> JOB
Reproduce the forum thread on S-hook measurements word for word, from "As usual, I'm doing something no one does. I" to "(Nov 19, 2012)".

> PAGE EXCERPT
# S-hook measurement ??



## len (Nov 16, 2012)

I need to find some s-hooks that are a specific size. The ones I found online indicate a measurement, but I can't tell if it's an interior or an exterior measurement. Does anyone know? BTW, the two retailers I found are not answering their phones, otherwise I would just ask them.


----------



## avkid (Nov 16, 2012)

Usually interior.
#498 1-1/2"L-Inside 11-Gauge 28lb-WLL Zinc Plated S-Hook | Fastenal


----------



## MPowers (Nov 16, 2012)

Ok, I'll bite, why the need for a specific dimension for an "S" hook?


----------



## len (Nov 17, 2012)

As usual, I'm doing something no one does. I have a drape support that is an odd shape (custom made) and I need some supports at intervals but the intervals vary depending on other factors. So I can't make shorter lengths of drape supports, they have to be long, curved, and with no holes for the uprights. So the only way to attach one to the other is with an s-hook that is just big enough to fit the drape support diameter but not too large.


----------



## Sayen (Nov 19, 2012)

len said:


> As usual, I'm doing something no one does.


If it makes you feel better, that's the line I start most conversations with either my build team or my vendors with. It's usually followed by awkward laughter and agreement from the other party.


----------



## len (Nov 20, 2012)

My staff has come to expect this from me. Although last weekend every event was relatively vanilla. I barely did any work other than supervise.

And to the original point, after chewing this problem over for 2 months, I think I found a solution that doesn't require s-hooks and is more stable. Off to the shop today to test it out. 

If you're curious, photos of the item in question can be found here: http://chicagolightingdesign.com/PeggyNotebaert.html near the bottom left.


----------

> DATASET EXCERPTS
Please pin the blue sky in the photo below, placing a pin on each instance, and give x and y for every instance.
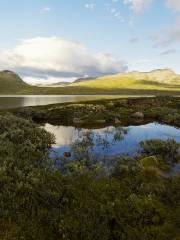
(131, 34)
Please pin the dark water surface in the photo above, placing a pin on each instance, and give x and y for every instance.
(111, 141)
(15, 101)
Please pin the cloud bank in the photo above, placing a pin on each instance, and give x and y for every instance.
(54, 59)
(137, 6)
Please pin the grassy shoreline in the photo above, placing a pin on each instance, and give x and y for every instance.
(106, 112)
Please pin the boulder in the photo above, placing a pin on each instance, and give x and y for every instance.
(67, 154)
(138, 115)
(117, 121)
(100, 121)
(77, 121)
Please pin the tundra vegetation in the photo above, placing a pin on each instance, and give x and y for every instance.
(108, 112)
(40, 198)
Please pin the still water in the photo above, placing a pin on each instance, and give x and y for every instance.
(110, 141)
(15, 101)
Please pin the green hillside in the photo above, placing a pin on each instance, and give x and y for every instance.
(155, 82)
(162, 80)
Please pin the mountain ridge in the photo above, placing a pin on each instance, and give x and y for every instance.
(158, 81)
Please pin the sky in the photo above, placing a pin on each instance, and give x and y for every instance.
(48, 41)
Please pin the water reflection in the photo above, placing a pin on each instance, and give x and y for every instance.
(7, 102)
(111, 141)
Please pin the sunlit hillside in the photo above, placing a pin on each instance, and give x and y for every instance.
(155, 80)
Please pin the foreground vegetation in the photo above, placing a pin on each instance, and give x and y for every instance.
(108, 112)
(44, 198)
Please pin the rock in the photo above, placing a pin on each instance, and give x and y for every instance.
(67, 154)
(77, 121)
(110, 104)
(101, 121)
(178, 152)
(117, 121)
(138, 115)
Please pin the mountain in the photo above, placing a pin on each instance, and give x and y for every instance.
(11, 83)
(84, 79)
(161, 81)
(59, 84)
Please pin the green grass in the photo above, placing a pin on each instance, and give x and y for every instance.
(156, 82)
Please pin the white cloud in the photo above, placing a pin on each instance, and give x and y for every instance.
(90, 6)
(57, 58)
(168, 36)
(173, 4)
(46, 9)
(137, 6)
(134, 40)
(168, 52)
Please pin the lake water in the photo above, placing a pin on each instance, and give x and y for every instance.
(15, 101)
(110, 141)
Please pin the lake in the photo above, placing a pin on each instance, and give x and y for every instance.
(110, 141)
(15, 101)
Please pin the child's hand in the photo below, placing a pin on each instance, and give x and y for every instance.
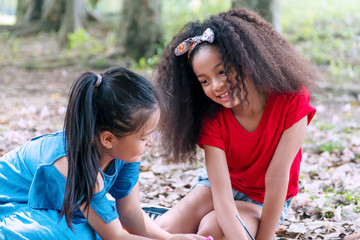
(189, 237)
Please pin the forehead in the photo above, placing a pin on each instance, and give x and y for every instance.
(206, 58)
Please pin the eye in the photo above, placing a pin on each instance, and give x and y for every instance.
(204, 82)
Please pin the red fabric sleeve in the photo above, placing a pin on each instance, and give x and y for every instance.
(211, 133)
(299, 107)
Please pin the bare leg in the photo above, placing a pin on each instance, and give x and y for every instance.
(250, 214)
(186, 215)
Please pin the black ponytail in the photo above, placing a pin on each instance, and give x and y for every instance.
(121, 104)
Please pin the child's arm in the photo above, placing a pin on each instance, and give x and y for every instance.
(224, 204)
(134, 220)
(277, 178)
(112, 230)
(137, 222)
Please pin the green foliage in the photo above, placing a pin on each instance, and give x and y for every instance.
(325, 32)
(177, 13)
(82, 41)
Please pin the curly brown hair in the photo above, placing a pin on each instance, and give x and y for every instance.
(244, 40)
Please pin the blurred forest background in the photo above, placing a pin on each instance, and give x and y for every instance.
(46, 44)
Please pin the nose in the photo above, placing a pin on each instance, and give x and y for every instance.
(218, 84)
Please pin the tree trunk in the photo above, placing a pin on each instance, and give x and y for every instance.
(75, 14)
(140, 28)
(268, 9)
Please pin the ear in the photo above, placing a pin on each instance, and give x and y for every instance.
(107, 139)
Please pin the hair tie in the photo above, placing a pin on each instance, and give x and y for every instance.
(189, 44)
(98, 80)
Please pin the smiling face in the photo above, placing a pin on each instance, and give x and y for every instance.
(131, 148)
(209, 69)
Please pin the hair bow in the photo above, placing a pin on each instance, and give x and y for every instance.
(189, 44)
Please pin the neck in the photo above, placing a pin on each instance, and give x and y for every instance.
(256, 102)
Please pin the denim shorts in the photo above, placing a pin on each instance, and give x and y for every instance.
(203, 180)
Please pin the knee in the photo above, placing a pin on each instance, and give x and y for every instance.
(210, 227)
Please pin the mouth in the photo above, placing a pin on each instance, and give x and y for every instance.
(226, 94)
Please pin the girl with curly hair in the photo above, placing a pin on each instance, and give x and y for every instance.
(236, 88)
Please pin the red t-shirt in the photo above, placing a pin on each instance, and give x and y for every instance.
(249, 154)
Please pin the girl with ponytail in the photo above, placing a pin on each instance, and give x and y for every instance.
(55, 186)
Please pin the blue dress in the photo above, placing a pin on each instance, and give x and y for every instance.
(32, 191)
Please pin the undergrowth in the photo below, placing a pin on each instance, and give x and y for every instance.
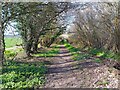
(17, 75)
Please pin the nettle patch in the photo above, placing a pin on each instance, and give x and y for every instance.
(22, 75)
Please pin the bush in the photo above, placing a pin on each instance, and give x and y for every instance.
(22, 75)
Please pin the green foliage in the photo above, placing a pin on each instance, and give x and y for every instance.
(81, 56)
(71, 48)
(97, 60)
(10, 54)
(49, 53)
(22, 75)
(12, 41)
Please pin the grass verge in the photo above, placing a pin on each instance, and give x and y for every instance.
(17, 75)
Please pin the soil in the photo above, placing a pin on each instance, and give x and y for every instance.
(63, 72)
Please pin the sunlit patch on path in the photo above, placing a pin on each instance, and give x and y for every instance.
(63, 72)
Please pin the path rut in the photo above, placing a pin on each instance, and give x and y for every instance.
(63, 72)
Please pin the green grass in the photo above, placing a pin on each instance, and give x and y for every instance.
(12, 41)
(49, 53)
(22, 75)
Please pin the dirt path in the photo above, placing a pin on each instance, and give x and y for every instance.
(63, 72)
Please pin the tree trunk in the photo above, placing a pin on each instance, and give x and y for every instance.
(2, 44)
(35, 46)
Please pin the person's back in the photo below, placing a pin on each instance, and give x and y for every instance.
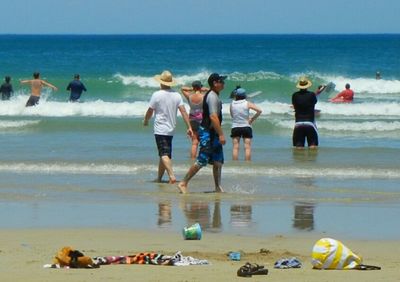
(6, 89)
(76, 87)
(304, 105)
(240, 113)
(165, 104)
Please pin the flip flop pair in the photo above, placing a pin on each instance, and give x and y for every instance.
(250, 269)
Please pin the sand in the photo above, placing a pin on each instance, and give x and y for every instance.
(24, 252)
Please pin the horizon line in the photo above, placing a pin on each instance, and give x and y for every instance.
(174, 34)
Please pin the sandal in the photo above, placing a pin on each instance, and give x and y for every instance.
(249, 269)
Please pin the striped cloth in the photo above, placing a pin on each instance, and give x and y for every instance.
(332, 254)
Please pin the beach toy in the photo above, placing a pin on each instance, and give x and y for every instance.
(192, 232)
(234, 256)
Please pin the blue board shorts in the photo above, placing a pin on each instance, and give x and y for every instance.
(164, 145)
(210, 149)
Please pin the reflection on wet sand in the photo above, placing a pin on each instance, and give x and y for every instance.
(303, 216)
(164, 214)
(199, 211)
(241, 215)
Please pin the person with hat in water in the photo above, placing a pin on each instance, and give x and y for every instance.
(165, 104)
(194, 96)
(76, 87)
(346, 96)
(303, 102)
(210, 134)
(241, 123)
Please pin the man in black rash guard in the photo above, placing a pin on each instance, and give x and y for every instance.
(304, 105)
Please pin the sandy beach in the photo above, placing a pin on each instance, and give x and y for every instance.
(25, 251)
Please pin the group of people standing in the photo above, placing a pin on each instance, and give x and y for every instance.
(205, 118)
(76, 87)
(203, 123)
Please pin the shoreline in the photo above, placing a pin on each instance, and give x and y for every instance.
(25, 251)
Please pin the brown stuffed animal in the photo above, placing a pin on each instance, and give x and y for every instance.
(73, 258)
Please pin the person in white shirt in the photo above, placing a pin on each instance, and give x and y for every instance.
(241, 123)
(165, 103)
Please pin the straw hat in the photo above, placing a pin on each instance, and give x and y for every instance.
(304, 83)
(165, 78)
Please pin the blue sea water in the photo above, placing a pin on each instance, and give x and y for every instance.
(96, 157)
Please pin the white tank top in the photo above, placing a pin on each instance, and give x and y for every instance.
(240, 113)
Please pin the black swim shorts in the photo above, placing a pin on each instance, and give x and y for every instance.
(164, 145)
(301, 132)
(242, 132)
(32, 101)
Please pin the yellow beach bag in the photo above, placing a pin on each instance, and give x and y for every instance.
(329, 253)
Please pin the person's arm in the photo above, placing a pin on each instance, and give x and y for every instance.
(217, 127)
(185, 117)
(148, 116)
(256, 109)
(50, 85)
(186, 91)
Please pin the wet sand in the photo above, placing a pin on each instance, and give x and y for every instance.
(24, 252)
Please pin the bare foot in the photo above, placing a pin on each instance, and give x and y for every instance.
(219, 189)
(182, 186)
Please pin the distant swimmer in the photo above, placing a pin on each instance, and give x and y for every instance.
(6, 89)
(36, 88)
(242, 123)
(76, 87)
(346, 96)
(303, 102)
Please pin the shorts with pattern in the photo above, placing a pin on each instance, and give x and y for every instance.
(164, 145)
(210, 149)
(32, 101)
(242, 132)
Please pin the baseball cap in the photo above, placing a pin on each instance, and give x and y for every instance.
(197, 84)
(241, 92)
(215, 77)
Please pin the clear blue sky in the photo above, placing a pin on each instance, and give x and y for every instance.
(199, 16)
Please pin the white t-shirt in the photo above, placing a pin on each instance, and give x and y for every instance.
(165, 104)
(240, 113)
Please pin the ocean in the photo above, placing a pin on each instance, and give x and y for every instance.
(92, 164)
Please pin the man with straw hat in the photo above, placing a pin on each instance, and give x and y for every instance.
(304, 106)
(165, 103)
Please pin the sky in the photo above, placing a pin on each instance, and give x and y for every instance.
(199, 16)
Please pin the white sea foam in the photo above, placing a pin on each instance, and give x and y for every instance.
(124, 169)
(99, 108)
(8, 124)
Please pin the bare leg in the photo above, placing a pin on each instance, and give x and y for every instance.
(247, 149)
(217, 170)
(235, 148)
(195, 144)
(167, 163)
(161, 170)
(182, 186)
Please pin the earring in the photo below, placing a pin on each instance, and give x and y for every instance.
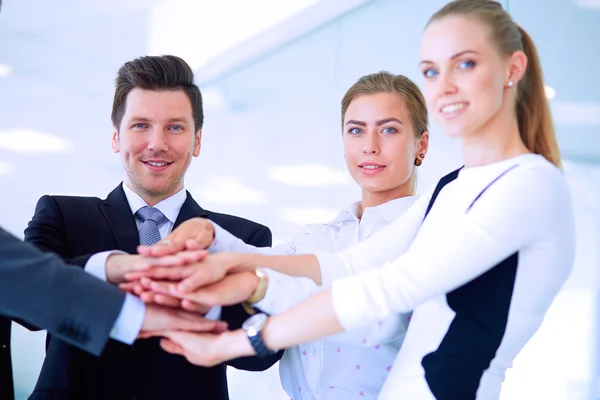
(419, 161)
--
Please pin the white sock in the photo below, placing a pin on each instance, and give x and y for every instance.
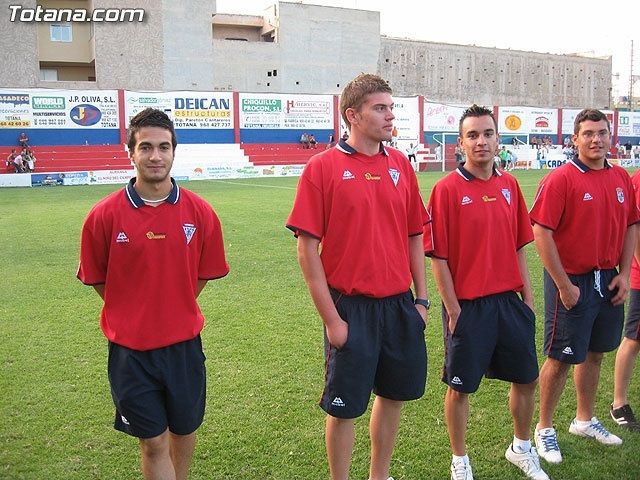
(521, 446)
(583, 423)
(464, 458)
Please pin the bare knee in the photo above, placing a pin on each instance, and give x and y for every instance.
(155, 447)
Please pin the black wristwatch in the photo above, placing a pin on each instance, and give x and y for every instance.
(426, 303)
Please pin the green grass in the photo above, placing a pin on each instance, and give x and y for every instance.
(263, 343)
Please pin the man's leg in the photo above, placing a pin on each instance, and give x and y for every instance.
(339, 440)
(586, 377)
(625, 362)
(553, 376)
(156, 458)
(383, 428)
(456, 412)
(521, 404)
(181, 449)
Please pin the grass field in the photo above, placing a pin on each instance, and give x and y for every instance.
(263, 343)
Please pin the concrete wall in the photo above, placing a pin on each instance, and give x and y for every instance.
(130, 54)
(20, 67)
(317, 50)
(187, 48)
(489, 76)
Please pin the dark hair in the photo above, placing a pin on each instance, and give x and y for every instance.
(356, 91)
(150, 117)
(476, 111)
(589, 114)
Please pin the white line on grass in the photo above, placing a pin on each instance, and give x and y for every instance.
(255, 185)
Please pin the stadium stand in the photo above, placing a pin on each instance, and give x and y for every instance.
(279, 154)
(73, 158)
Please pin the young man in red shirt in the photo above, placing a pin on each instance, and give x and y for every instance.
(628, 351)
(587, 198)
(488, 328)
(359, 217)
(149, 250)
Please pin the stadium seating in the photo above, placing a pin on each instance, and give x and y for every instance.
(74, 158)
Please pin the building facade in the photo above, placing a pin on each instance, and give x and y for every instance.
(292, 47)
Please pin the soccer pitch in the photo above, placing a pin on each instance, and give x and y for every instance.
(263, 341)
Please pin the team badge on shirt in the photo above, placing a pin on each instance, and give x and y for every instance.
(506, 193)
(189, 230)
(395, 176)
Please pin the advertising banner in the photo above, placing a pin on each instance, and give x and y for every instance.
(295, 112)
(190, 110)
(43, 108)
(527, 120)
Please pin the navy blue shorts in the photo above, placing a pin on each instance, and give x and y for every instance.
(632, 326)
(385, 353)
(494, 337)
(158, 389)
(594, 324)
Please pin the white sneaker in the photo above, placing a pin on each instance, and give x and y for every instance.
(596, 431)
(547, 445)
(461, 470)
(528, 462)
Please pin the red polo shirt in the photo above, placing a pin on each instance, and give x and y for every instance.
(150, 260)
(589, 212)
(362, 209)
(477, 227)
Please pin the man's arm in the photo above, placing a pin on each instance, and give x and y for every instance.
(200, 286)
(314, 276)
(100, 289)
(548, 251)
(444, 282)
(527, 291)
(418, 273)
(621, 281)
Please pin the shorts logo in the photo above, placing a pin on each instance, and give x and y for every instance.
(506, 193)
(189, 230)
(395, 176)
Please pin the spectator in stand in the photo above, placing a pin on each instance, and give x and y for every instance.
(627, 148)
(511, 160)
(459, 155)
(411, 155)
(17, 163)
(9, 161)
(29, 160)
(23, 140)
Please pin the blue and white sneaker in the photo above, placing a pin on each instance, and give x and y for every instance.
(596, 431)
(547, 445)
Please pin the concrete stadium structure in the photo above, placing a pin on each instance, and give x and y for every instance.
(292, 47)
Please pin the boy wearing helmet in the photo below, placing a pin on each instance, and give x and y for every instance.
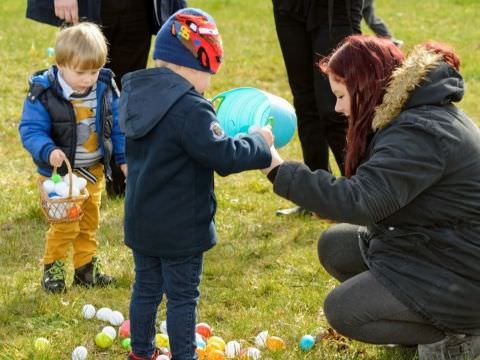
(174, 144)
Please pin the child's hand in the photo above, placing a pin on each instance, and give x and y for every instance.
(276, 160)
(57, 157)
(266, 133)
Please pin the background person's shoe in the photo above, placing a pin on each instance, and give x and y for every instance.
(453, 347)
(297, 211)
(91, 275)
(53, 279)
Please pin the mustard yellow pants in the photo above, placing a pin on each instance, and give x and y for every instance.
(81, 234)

> RESULT FOR THIS TASK
As usual, I'm doing something no one does. I have a drape support that is an odd shape (custom made) and I need some supports at intervals but the intervals vary depending on other factors. So I can't make shorter lengths of drape supports, they have to be long, curved, and with no holes for the uprights. So the only way to attach one to the other is with an s-hook that is just big enough to fit the drape support diameter but not too large.


----------



## Sayen (Nov 19, 2012)